◆ Material for this task ◆
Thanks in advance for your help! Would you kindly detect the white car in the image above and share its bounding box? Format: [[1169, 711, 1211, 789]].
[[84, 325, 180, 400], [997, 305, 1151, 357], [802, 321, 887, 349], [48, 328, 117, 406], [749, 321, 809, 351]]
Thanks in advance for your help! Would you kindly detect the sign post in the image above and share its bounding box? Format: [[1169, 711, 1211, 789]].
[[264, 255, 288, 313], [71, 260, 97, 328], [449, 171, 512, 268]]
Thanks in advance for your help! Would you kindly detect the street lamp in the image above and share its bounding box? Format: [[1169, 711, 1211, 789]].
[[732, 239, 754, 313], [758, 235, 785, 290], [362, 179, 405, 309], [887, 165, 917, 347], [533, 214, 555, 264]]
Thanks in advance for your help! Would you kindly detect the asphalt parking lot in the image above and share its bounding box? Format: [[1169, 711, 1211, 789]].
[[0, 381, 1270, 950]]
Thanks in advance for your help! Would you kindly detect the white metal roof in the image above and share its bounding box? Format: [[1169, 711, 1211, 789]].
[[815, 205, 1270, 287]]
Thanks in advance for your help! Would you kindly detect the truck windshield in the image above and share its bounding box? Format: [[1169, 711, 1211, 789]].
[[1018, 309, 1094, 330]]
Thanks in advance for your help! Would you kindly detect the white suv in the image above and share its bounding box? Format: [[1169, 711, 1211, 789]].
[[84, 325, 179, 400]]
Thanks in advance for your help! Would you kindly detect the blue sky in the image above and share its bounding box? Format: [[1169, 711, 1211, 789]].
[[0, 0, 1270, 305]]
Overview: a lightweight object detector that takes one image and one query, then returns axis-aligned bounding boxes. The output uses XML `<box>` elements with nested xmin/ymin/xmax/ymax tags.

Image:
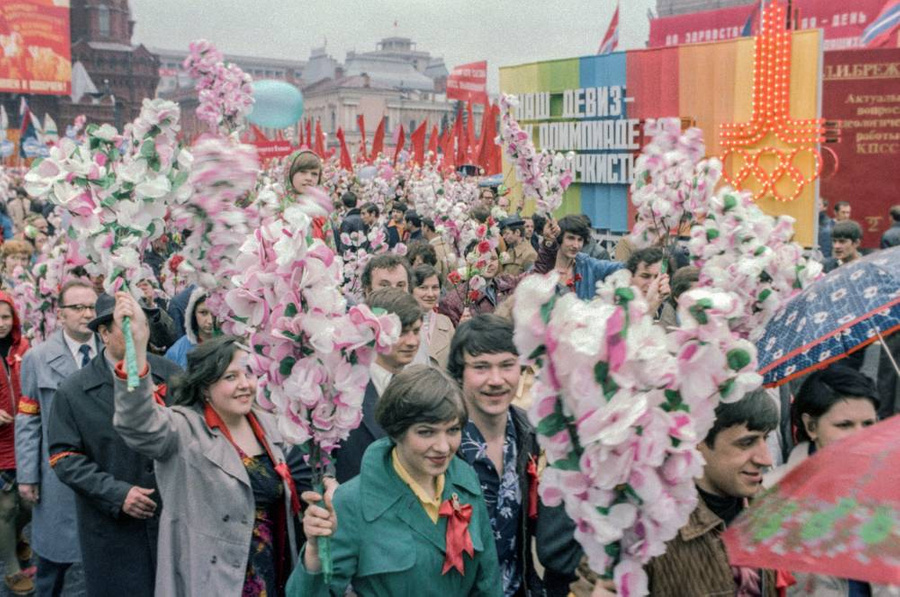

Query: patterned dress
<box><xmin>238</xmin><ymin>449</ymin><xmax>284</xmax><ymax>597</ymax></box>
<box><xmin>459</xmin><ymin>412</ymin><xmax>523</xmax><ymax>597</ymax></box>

◆ Task description ◆
Return, unchanged, the stretch of the material from the line containing "detect the truck" through the line containing "[[84, 325, 179, 400]]", both lines included.

◆ Reply to the task ◆
Thanks in advance for your help! Would you kindly detect the truck windshield in the image above and share its bounding box? Format: [[1169, 711, 1211, 789]].
[[1018, 309, 1094, 330]]
Thanks in advance for your help! Would you kindly detect the white suv in the image above and share its bounding box? Format: [[1169, 711, 1211, 789]].
[[84, 325, 179, 400]]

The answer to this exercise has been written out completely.